• **EXERCISE MATERIALS**:
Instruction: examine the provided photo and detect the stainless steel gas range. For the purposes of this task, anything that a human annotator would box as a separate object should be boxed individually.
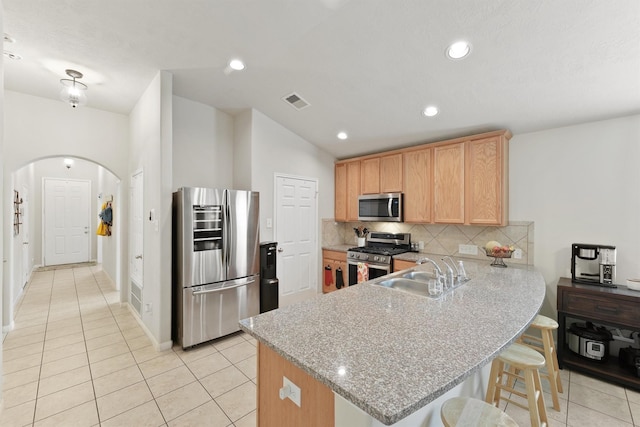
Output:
[347,232,411,286]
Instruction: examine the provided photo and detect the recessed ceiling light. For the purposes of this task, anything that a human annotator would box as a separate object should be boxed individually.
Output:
[447,41,471,59]
[422,105,440,117]
[229,59,244,71]
[3,50,22,61]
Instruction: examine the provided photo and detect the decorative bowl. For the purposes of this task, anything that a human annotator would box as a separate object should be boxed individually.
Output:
[482,248,514,268]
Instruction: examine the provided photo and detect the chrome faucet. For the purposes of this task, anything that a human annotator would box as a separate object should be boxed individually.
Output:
[416,257,443,277]
[416,258,448,289]
[442,255,469,285]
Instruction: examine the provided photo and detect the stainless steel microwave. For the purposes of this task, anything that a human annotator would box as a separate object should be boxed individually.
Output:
[358,193,402,222]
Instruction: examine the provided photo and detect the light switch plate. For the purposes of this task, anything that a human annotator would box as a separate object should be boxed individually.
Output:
[458,245,478,255]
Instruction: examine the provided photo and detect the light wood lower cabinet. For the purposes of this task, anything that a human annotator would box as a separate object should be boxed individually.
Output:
[322,249,349,294]
[257,342,335,427]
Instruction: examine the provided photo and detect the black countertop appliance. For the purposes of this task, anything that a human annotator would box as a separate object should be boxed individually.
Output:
[260,242,280,313]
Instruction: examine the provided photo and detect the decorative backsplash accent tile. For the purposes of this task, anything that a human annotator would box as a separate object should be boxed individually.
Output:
[322,219,534,265]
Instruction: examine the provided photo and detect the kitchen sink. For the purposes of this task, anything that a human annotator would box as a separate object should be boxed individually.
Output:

• **CHALLENGE**: Can you copy out every item above again, with "human annotator" swapped for "careful labeler" and nothing else changed? Leave the pictures out.

• **WORKED ANSWER**:
Instruction: examine the provided photo and detect the stainless steel gas range. For the purposes of this task, anything that a careful labeler would box as a separate object should be boxed individually.
Output:
[347,232,411,286]
Instruction: examine the provided photo and detect the recessed ceiling light. For the purposes of this task, anything that a careful labeler would box as a separate object should be boxed individually.
Output:
[447,41,471,59]
[422,105,440,117]
[229,59,244,71]
[3,50,22,61]
Instruction: examine the provided photo and detect the decorative bowl. For the purposes of this task, anything that a careful labeler would box as a separate object should be boxed individually.
Output:
[482,248,514,268]
Instruction: examine the provided photo and detect the chrome faucet. For the purposes of this task, anything that a careful labeler would box as a separate object should be boxed individually.
Output:
[416,257,443,277]
[416,258,448,289]
[442,255,469,285]
Instruction: examine the provided photo and detect the stainless steel microwave. For the purposes of this task, anything that a careful labeler would box as a separate object should be boxed individually.
Output:
[358,193,402,222]
Instruction: examine the provided photo and detect the light switch plate. For the purposes of this task, anything that a careful labeler would box as a separate object should be boxed individually.
Output:
[458,245,478,255]
Instruction: examine the provided photo and detect the light wood lower cabinet. For the purposes of this task, anything that a careful labeler would box as a separate object should be boxed individually.
Output:
[322,249,349,294]
[257,342,335,427]
Instruction: examine the provided photo and detect the black countertop appliance. For the purposes of this task, anything that a careful labeler would box as a separate object should be boxed individually.
Output:
[260,242,280,313]
Instruction: examine the provided photo and detect the decorative backsplash accent tile. For the purposes of this task, anything that a careful labeler would box as a separate object should be boxed individually.
Output:
[322,219,534,265]
Instruction: examine the provided photo and detect the kitchen sink. For the purposes of this task, anything that a careful labeler would box as a separate object should be boxed individually.
Output:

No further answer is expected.